SHORT EXERCISE A -> Rewrite the rows from the first line through the line containing "Query: overcast sky", replacing "polygon" with "contour" and leaving everything else unchanged.

SELECTED EXCERPT ->
I review almost all reported ADA decisions concerning website accessibility claims and so I often see orders adopting a consent decree to resolve a putative class action lawsuit. These decrees generally look very much like a private settlement agreement except that they do not say how much the plaintiff’s lawyer was paid and they contain provisions intended make the consent decree useful in defending later lawsuits. Settling once and avoiding future lawsuits is an attractive idea, of course, but after reviewing the very scant case law I don’t think it is clear a defendant saves money in the long run with a consent decree settlement. I have written about the effectiveness of these decrees before, most recently in a Quick Hits blog that refers back to earlier posts. A recent decision from Judge Limon in the Southern District of New York offers a convenient reason to revisit the issue because it so thoroughly discusses the matter. Cruz v. JKS Ventures, Inc., No. 23-CV-8311 (LJL), 2024 WL 3209398, at *8 (S.D.N.Y. June 25, 2024).
While Judge Limon’s decision prompted this blog, the discussion must start with Judge Carter’s decision in Hanyzkiewicz v. Allegiance Retail Services, LLC, No. 22-CV-4051 (ALC), 2023 WL 2758355, at *1 (S.D.N.Y. Apr. 3, 2023). In Hanyzkiewicz the plaintiff filed a typical ADA website lawsuit against a defendant who had been sued a few years earlier by a different plaintiff. That earlier case, Slade v. Allegiance Retail Services, LLC, was also in Judge Carter’s court and had been settled with a consent decree he approved. Slade v. Allegiance Retail Services, LLC, No. 20-CV-08358 (ALC), 2021 WL 1222692, at *1 (S.D.N.Y. Apr. 1, 2021). That decree provided that it could be enforced by non-parties who were members of the putative class although no class was ever approved. The defendant in both cases naturally raised the earlier consent decree as a defense to the later lawsuit; that was its purpose after all.
The defendant’s first defense was that the consent decree in Slade mooted the later lawsuit by providing the same relief Hanyzkiewicz was seeking. Judge Carter did not agree for the very good reason that Hanyzkiewica alleged that accessibility barriers remained in the website. The allegation that it had not been fixed meant that her claims had not been mooted, at least for the purpose of the defendant’s Rule 12(b) motion to dismiss.
Nonetheless, Judge Carter arrived at the desired conclusion by determining that the new lawsuit might frustrate the earlier consent decree because as a putative class action it included individuals who were not members of the original putative class and it requested relief not provided for in the consent decree. Judge Carter noted that if Hanykiewicz was not content with the remediation of the website she could always sue to enforce the decree because it expressly made persons like her its beneficiaries. Because she had a remedy and her lawsuit might interfere with the consent decree Judge Carter enjoined her from pursuing the case and dismissed it. She was given 14 days to amend the lawsuit to turn it into one that merely enforced the Slade consent decree.

SHORT EXERCISE B -> Name every court case the blog post on consent decrees cites.

[Entries from a dataset]
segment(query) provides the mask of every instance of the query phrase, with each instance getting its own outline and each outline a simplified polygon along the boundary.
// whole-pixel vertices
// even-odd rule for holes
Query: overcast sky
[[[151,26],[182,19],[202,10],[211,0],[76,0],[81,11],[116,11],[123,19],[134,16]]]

TASK OUTPUT A ->
segment(query) provides the mask of every instance of the query phrase, with each instance getting its own outline and each outline a simplified contour along the boundary.
// whole-pixel vertices
// even-odd rule for holes
Query: overcast sky

TASK OUTPUT B ->
- Cruz v. JKS Ventures, Inc.
- Hanyzkiewicz v. Allegiance Retail Services, LLC
- Slade v. Allegiance Retail Services, LLC